Question

If a point is selected at random in the interior of a circle, find the probability that the point is closer to the center than to the circle.

Answer 1

To the circle's circumference?

Answer 2

I don't know that is all the question says

Answer 3

All right, so we have a circle with radius \(r\), and we know the point is closer to the center when it is within a radius of the center of \(\frac{r}{2}\). So, we compute the area of the circle to find that: \[
\pi \left(\frac{r}{2}\right)^2=\pi\frac{r^2}{4}
\]We know the area of the outside part (or half) of the circle is:
\[
\pi r^2-\pi\frac{r^2}{4}=\pi\left(r^2-\frac{r^2}{4}\right)=\pi r^2\left(1-\frac{1}{4}\right)=\pi r^2\frac{3}{4}
\]So, we take the ratio between the areas, and we get a probability of \(\frac{1}{4}\)

Answer 4

Sorry, of \(\frac{1}{3}\).

Answer 5

I do believe that the probability is calculated by:
\[ \ \frac{\text{favorable outcomes}}{\text{total outcomes}} \]
What you were calculating is the odds of choosing the specified point:
\[ \ \frac{\text{favorable outcomes}}{\text{unfavorable outcomes}} \]

Answer 6

Well, yeah, then in the case it would be \(\frac{1}{4}\) as my first post said.

## STATED EXERCISE
Update the part of the forum thread between "I do believe" and "first post said.", inclusive, with "odds" swapped for "likelihood". The rows after the thread aren't needed here.

## DATA ENTRIES

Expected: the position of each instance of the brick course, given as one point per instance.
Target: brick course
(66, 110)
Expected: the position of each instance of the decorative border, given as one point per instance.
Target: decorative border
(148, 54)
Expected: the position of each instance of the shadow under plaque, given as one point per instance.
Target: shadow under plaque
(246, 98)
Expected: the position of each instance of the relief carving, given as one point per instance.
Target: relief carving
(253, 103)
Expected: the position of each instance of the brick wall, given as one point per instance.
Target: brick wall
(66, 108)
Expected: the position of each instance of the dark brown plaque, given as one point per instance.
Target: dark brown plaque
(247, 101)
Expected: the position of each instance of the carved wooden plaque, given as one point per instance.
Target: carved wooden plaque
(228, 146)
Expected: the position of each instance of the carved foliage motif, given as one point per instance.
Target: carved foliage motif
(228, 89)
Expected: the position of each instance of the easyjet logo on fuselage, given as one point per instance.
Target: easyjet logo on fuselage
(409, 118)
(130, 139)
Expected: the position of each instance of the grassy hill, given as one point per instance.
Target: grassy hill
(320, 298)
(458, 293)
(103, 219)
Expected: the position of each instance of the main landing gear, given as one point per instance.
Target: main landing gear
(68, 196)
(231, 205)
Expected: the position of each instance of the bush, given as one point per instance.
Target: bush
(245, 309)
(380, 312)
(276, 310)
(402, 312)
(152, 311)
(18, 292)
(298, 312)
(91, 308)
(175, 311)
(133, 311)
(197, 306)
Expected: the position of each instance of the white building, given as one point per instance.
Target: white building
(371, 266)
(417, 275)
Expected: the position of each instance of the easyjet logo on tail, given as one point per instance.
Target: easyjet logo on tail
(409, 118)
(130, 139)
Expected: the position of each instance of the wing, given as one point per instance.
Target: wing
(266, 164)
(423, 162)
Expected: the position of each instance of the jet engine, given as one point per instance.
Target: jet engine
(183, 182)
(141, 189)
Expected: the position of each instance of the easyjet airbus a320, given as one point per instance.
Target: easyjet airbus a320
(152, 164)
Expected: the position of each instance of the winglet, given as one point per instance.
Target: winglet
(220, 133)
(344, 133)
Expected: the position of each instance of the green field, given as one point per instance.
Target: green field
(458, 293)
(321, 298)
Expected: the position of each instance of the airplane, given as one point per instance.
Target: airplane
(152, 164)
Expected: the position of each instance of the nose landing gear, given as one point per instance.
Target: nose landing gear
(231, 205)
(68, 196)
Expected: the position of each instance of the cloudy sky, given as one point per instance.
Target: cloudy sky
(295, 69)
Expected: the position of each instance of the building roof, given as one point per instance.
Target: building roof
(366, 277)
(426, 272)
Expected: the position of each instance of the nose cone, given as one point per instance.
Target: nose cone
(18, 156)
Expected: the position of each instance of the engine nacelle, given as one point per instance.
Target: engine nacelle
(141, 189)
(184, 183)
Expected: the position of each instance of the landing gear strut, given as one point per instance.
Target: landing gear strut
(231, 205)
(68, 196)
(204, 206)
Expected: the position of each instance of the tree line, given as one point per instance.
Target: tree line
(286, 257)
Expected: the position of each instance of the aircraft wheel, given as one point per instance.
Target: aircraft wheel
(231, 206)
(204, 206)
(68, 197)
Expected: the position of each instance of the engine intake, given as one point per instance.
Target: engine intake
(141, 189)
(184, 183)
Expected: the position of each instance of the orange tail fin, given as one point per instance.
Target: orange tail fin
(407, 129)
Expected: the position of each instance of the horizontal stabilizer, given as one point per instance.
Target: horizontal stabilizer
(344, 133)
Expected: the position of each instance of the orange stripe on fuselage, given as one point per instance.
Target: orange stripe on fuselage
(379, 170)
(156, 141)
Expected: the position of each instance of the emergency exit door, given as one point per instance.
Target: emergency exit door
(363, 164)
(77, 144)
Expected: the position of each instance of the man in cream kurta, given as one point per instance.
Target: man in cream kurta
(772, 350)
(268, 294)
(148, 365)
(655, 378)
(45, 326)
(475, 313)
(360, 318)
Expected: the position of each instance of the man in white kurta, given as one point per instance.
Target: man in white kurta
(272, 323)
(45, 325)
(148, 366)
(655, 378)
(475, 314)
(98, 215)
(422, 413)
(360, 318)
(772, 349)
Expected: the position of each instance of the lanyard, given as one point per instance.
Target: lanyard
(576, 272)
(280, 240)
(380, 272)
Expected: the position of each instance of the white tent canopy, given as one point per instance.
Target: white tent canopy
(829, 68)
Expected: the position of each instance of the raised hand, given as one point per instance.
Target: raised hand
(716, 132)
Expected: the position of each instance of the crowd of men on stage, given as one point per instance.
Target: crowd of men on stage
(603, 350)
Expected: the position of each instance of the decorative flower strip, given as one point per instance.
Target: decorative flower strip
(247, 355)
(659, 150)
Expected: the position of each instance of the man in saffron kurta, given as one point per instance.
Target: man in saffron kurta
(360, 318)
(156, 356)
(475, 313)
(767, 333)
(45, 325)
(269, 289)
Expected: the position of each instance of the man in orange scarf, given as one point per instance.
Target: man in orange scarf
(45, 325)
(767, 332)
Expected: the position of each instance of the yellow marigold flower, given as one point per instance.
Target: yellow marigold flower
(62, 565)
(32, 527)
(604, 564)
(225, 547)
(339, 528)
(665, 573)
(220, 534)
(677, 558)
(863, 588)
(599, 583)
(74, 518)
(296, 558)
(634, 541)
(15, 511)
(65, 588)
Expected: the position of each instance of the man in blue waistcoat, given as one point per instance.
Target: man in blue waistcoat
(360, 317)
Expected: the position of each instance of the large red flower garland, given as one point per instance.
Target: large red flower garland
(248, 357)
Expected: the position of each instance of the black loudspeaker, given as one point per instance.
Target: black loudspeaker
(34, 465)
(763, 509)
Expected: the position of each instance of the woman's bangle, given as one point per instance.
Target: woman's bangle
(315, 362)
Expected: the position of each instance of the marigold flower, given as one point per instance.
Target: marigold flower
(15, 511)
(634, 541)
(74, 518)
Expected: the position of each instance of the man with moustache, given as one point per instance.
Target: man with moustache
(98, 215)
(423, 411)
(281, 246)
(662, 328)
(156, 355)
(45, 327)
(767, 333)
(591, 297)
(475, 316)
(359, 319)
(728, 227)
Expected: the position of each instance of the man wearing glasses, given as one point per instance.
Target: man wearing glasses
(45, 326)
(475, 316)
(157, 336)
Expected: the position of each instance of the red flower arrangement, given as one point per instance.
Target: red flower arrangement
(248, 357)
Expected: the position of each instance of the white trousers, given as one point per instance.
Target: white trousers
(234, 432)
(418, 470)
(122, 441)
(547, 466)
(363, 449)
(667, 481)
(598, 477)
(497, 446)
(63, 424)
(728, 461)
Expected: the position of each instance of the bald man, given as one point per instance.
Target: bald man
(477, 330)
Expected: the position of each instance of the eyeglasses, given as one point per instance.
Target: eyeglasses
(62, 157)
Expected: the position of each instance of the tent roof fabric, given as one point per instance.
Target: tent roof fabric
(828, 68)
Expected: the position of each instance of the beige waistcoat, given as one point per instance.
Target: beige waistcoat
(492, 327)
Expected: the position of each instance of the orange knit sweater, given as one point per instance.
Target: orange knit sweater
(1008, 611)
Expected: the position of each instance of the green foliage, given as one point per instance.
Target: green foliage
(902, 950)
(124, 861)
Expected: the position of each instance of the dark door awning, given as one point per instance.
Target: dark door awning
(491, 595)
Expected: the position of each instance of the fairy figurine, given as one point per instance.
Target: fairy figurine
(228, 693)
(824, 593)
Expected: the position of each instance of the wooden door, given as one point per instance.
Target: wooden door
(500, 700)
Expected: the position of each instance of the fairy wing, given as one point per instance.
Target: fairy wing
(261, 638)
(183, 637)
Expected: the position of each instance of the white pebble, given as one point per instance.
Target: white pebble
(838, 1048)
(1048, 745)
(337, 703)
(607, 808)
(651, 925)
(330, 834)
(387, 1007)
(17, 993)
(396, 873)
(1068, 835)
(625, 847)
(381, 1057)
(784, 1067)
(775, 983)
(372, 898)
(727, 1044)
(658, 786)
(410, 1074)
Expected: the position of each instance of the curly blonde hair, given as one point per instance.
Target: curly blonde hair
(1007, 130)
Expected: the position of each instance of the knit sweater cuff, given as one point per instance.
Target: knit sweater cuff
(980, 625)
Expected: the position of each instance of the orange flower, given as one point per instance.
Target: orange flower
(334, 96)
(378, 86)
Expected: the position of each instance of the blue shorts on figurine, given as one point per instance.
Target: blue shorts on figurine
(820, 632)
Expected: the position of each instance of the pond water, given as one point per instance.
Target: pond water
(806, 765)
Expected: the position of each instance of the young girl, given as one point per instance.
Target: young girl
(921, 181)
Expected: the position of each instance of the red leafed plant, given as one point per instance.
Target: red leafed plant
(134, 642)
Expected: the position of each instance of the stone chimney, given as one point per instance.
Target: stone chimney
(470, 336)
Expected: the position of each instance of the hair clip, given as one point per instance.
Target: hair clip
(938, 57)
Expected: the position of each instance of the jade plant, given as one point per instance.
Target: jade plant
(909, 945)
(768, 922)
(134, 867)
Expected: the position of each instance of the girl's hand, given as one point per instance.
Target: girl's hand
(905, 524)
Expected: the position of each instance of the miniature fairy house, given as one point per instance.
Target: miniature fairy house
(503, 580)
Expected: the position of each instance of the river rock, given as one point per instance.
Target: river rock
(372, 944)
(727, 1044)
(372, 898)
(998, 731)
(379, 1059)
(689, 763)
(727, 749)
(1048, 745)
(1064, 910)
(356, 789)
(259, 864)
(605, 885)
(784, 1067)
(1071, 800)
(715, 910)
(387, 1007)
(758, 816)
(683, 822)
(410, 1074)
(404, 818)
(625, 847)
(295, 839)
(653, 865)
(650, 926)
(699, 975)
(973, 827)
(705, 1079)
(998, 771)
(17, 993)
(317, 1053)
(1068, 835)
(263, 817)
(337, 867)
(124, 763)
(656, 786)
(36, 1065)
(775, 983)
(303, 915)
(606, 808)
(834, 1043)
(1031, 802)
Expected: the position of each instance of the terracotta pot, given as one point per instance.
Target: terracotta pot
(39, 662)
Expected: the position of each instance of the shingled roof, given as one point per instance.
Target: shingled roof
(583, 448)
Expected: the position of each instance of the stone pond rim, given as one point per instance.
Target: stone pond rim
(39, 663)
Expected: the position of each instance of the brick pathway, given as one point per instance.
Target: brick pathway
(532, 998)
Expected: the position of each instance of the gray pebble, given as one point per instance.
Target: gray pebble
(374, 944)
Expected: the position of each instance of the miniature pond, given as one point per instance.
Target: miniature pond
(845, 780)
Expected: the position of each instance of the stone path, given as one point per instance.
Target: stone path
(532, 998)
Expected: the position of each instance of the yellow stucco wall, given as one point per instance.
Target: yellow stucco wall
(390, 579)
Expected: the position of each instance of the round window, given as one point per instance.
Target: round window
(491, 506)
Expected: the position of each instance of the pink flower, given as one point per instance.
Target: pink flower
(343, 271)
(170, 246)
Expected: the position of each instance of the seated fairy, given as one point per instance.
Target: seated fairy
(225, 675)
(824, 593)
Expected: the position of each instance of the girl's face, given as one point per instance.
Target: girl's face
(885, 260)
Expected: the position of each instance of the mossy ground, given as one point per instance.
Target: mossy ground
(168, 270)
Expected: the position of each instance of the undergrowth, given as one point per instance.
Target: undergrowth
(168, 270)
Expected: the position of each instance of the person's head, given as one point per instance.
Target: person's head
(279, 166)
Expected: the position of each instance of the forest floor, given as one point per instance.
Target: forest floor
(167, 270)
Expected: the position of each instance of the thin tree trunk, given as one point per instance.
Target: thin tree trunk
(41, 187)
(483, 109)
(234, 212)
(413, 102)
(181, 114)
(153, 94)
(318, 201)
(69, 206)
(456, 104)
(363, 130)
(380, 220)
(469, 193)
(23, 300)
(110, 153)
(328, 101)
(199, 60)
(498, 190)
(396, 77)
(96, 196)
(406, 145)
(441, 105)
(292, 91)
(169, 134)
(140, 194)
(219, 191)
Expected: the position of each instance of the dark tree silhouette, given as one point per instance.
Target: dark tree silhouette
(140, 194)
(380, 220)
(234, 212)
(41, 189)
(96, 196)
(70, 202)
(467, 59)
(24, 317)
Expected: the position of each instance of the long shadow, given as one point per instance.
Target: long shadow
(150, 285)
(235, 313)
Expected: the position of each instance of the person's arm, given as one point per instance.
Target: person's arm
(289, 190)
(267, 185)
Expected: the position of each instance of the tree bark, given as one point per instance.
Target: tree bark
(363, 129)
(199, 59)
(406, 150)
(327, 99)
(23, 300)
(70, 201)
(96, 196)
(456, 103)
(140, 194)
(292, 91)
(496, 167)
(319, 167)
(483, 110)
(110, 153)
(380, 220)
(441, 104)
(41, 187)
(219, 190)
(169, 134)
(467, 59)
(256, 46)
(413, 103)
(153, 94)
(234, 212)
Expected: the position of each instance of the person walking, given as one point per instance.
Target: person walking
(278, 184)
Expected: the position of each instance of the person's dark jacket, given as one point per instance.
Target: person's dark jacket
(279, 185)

## EXERCISE OUTPUT
I do believe that the probability is calculated by:
\[ \ \frac{\text{favorable outcomes}}{\text{total outcomes}} \]
What you were calculating is the likelihood of choosing the specified point:
\[ \ \frac{\text{favorable outcomes}}{\text{unfavorable outcomes}} \]

Answer 6

Well, yeah, then in the case it would be \(\frac{1}{4}\) as my first post said.